**Information supplied**
+===+

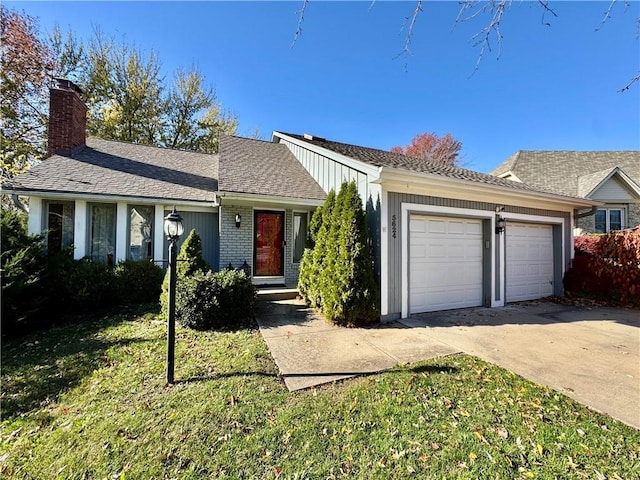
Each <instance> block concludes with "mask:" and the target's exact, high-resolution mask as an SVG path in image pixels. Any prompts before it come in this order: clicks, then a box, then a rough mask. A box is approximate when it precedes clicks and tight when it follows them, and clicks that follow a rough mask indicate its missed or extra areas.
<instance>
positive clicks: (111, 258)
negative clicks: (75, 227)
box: [89, 204, 116, 265]
mask: <svg viewBox="0 0 640 480" xmlns="http://www.w3.org/2000/svg"><path fill="white" fill-rule="evenodd" d="M115 250H116V206H115V205H109V204H92V205H89V257H90V258H91V260H94V261H96V262H103V263H108V264H110V265H113V262H114V256H115V253H116V252H115Z"/></svg>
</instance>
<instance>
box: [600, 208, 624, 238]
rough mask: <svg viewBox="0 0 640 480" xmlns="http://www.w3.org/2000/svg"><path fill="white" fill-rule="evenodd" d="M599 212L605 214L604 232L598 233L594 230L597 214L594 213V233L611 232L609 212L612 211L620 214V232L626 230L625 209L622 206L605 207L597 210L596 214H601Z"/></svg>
mask: <svg viewBox="0 0 640 480" xmlns="http://www.w3.org/2000/svg"><path fill="white" fill-rule="evenodd" d="M601 211H602V212H605V230H604V232H598V231H597V230H596V222H595V215H597V212H596V214H594V216H593V220H594V221H593V230H594V231H595V232H596V233H609V232H611V231H612V230H611V212H612V211H619V212H620V230H624V229H625V228H626V227H625V217H626V211H625V208H624V207H623V206H619V207H617V206H609V207H605V208H599V209H598V212H601ZM616 230H617V229H616ZM613 231H615V230H613Z"/></svg>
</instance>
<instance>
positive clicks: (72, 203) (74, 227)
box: [43, 200, 76, 251]
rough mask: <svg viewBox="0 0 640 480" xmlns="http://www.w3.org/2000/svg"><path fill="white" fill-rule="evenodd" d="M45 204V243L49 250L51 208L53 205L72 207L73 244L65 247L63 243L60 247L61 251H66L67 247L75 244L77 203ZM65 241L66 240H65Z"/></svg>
mask: <svg viewBox="0 0 640 480" xmlns="http://www.w3.org/2000/svg"><path fill="white" fill-rule="evenodd" d="M44 203H45V208H44V212H43V215H44V229H43V230H44V231H45V232H46V234H45V241H46V244H47V249H48V248H49V233H48V232H49V230H50V228H51V227H50V225H49V209H50V208H51V205H63V208H64V205H70V206H71V238H72V240H71V242H70V243H69V244H68V245H64V241H63V242H62V245H61V246H60V247H61V248H60V251H62V250H64V249H65V248H67V247H70V246H71V245H73V244H74V241H73V239H74V238H75V221H76V206H75V203H74V202H73V201H72V200H59V201H58V200H47V201H46V202H44ZM60 235H63V232H60ZM63 240H64V239H63Z"/></svg>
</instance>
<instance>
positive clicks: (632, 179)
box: [585, 167, 640, 197]
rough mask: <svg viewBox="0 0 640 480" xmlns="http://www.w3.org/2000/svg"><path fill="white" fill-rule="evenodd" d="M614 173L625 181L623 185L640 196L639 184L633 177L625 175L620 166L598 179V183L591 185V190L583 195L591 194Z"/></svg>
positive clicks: (599, 186) (622, 179) (622, 170)
mask: <svg viewBox="0 0 640 480" xmlns="http://www.w3.org/2000/svg"><path fill="white" fill-rule="evenodd" d="M616 174H617V175H618V176H619V177H620V179H621V180H622V181H623V182H624V183H625V185H626V186H627V187H629V188H630V189H631V191H633V193H635V194H636V195H637V196H638V197H640V186H639V185H638V184H637V183H636V182H634V181H633V179H632V178H631V177H629V175H627V174H626V173H625V172H624V170H622V169H621V168H620V167H615V168H614V169H613V170H611V172H610V173H609V174H608V175H607V176H606V177H604V178H603V179H602V180H600V182H598V184H597V185H596V186H595V187H593V188H592V189H591V191H590V192H589V193H587V194H586V195H585V197H590V196H591V195H593V194H594V193H595V192H596V191H597V190H598V189H599V188H600V187H602V186H603V185H604V184H605V183H606V182H608V181H609V180H610V179H611V178H612V177H613V176H614V175H616Z"/></svg>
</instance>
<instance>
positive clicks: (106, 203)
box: [86, 202, 118, 264]
mask: <svg viewBox="0 0 640 480" xmlns="http://www.w3.org/2000/svg"><path fill="white" fill-rule="evenodd" d="M106 206H109V207H113V213H114V220H115V231H114V232H113V241H114V244H113V246H112V248H113V253H112V255H113V263H114V264H115V263H116V261H117V259H116V254H117V251H116V248H117V242H118V204H116V203H105V202H90V203H87V232H86V238H87V240H86V241H87V253H86V255H87V256H88V257H89V258H90V259H91V260H92V261H99V262H102V261H103V260H96V259H94V258H93V251H92V248H93V237H92V230H93V208H94V207H106ZM104 263H108V259H107V258H105V259H104Z"/></svg>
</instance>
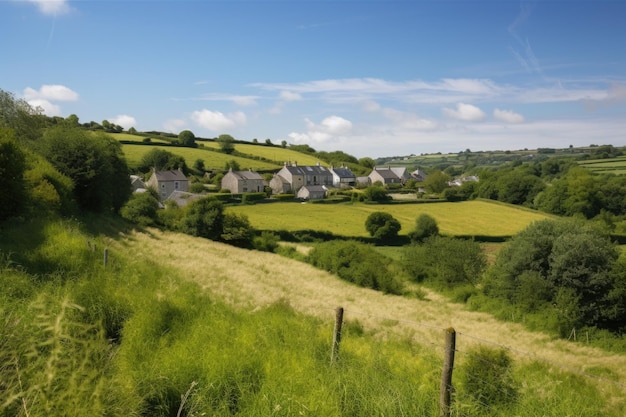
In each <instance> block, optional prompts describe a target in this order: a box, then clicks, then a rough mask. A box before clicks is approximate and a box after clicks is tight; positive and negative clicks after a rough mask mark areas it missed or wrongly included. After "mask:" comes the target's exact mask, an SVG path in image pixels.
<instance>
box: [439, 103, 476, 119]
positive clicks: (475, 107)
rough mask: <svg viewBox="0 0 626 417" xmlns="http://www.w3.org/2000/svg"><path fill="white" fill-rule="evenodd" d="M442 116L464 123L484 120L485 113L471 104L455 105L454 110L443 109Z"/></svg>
mask: <svg viewBox="0 0 626 417" xmlns="http://www.w3.org/2000/svg"><path fill="white" fill-rule="evenodd" d="M443 114H445V115H446V116H448V117H451V118H453V119H457V120H463V121H465V122H479V121H481V120H484V119H485V116H486V115H485V112H484V111H482V110H481V109H480V108H478V107H476V106H473V105H471V104H465V103H457V105H456V110H455V109H450V108H447V107H444V108H443Z"/></svg>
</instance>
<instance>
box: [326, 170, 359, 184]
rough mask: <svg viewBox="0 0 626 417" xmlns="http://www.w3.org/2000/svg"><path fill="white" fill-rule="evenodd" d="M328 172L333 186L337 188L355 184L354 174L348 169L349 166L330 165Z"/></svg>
mask: <svg viewBox="0 0 626 417" xmlns="http://www.w3.org/2000/svg"><path fill="white" fill-rule="evenodd" d="M330 173H331V174H332V176H333V186H335V187H337V188H348V187H354V185H356V177H355V176H354V174H353V173H352V171H350V168H347V167H341V168H334V167H330Z"/></svg>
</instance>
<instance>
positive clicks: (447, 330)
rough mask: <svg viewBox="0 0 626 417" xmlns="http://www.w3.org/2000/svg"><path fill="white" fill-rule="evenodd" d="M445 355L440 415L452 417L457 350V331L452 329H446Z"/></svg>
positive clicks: (451, 327) (444, 357) (441, 376)
mask: <svg viewBox="0 0 626 417" xmlns="http://www.w3.org/2000/svg"><path fill="white" fill-rule="evenodd" d="M445 349H446V350H445V352H444V355H443V370H442V371H441V387H440V392H439V415H440V416H442V417H449V416H450V397H451V394H452V371H453V369H454V351H455V349H456V331H455V330H454V328H452V327H450V328H448V329H446V348H445Z"/></svg>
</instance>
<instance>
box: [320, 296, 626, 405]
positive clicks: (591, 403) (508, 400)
mask: <svg viewBox="0 0 626 417" xmlns="http://www.w3.org/2000/svg"><path fill="white" fill-rule="evenodd" d="M359 319H367V320H370V321H371V320H376V321H378V322H379V323H387V324H388V326H389V327H390V326H391V325H392V324H402V325H403V326H405V327H408V328H411V327H413V328H421V329H424V330H427V331H426V332H420V334H419V337H416V336H412V337H410V341H411V342H412V343H415V344H418V345H420V346H423V347H426V348H428V349H430V351H432V352H433V353H434V354H433V355H425V356H424V358H425V359H426V360H427V361H428V362H429V363H428V365H429V366H430V371H429V374H430V377H431V379H433V381H432V382H433V383H436V382H437V381H436V379H437V378H438V376H439V375H441V380H440V385H439V401H438V408H439V415H440V416H451V415H455V416H456V415H458V416H461V415H463V416H464V415H468V416H469V415H507V414H506V412H503V408H506V407H507V406H508V405H509V404H514V403H516V402H519V400H520V397H521V396H527V397H533V398H535V400H534V401H535V402H540V403H539V404H537V405H536V407H537V408H538V409H541V408H542V407H544V405H545V406H548V403H549V402H555V401H559V400H561V399H563V397H565V398H574V399H575V400H574V401H571V400H567V399H565V400H563V401H564V402H566V403H568V405H567V406H561V407H562V408H563V407H572V408H570V413H563V414H561V412H550V411H548V409H545V410H544V412H545V414H540V415H544V416H545V415H559V414H561V415H576V416H582V415H597V416H602V415H607V416H613V415H623V414H622V413H623V412H624V410H625V409H626V404H625V403H626V384H624V383H623V382H621V381H620V380H619V376H618V375H617V374H612V373H611V371H610V368H608V369H604V370H602V369H600V370H599V371H600V372H604V373H605V374H608V375H601V374H600V375H599V374H596V373H591V372H587V371H586V370H584V369H581V368H580V367H578V366H573V365H571V364H568V363H565V362H559V361H555V360H554V359H550V358H547V357H542V356H540V355H538V354H536V353H535V352H530V351H527V350H524V349H520V348H517V347H515V346H509V345H505V344H502V343H499V342H496V341H493V340H488V339H485V338H482V337H479V336H475V335H472V334H469V333H466V332H457V331H455V330H454V329H453V328H441V327H438V326H433V325H430V324H428V323H423V322H419V321H412V320H406V319H398V318H394V317H391V316H379V315H373V314H368V313H365V312H362V311H358V310H344V309H343V308H341V307H338V308H336V309H335V327H334V334H333V348H332V353H331V361H334V360H337V359H338V358H339V357H340V356H341V353H340V352H341V340H342V337H343V338H344V340H345V338H346V337H349V336H347V335H346V334H344V335H343V336H342V327H343V321H344V320H346V321H347V322H349V321H350V320H356V321H359ZM379 327H382V328H384V327H385V326H384V325H383V326H379ZM348 335H349V333H348ZM382 336H383V337H385V334H383V335H382ZM521 368H524V370H522V371H520V369H521ZM380 372H381V381H384V379H385V378H386V377H390V376H391V375H386V374H388V373H389V370H388V369H384V368H381V370H380ZM531 375H540V378H541V379H538V380H529V377H530V376H531ZM586 387H593V388H586ZM584 389H587V390H588V391H589V392H591V393H592V394H593V395H594V398H593V400H591V401H588V400H587V399H586V398H584V396H585V395H586V394H585V393H586V392H587V391H583V390H584ZM568 390H569V392H568ZM578 390H581V391H578ZM553 396H557V397H560V398H559V399H553ZM598 397H601V398H602V399H601V401H598ZM541 401H546V402H545V403H543V404H541ZM602 401H604V402H608V403H611V404H610V406H609V407H604V408H600V406H599V405H597V404H600V403H601V402H602ZM550 406H552V407H556V409H558V406H554V405H552V404H550ZM593 407H596V408H595V409H594V408H593ZM582 408H587V409H586V410H582ZM615 410H617V411H615Z"/></svg>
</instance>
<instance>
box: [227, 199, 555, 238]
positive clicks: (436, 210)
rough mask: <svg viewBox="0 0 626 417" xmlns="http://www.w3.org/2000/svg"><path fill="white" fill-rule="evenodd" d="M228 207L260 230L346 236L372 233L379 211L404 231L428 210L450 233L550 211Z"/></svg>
mask: <svg viewBox="0 0 626 417" xmlns="http://www.w3.org/2000/svg"><path fill="white" fill-rule="evenodd" d="M227 211H230V212H234V213H241V214H245V215H246V216H248V218H249V219H250V222H251V223H252V226H254V227H255V228H257V229H260V230H288V231H295V230H306V229H313V230H319V231H327V232H331V233H334V234H337V235H343V236H368V234H367V231H366V230H365V220H366V219H367V216H369V215H370V214H371V213H373V212H375V211H384V212H388V213H390V214H391V215H392V216H393V217H395V218H396V219H398V220H399V221H400V223H401V225H402V230H401V231H400V234H401V235H406V234H408V233H409V232H410V231H411V230H413V228H414V227H415V220H416V219H417V217H418V216H419V215H420V214H422V213H426V214H429V215H431V216H432V217H434V218H435V220H436V221H437V224H438V225H439V230H440V232H441V233H442V234H445V235H454V236H459V235H480V236H494V237H495V236H512V235H514V234H516V233H517V232H519V231H520V230H522V229H524V228H525V227H526V226H528V225H529V224H530V223H532V222H533V221H536V220H542V219H545V218H548V217H549V216H548V215H547V214H545V213H540V212H536V211H532V210H527V209H522V208H518V207H515V206H512V205H506V204H501V203H497V202H490V201H486V200H475V201H466V202H461V203H447V202H446V203H430V204H381V205H377V204H363V203H356V204H311V203H306V204H303V203H271V204H257V205H249V206H233V207H228V208H227Z"/></svg>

+===+

**Brief**
In the entries above, some lines hold the string "negative". Copy each of them.

**Answer for the task**
negative clicks: (75, 227)
In each <instance> block, optional prompts describe a target in this order: a box, then clicks, then a rough mask. A box before clicks is approximate and a box after clicks is tight; positive and negative clicks after a rough mask mark areas it missed or wrongly included. After "mask:" comes the target's exact mask, an SVG path in image pixels.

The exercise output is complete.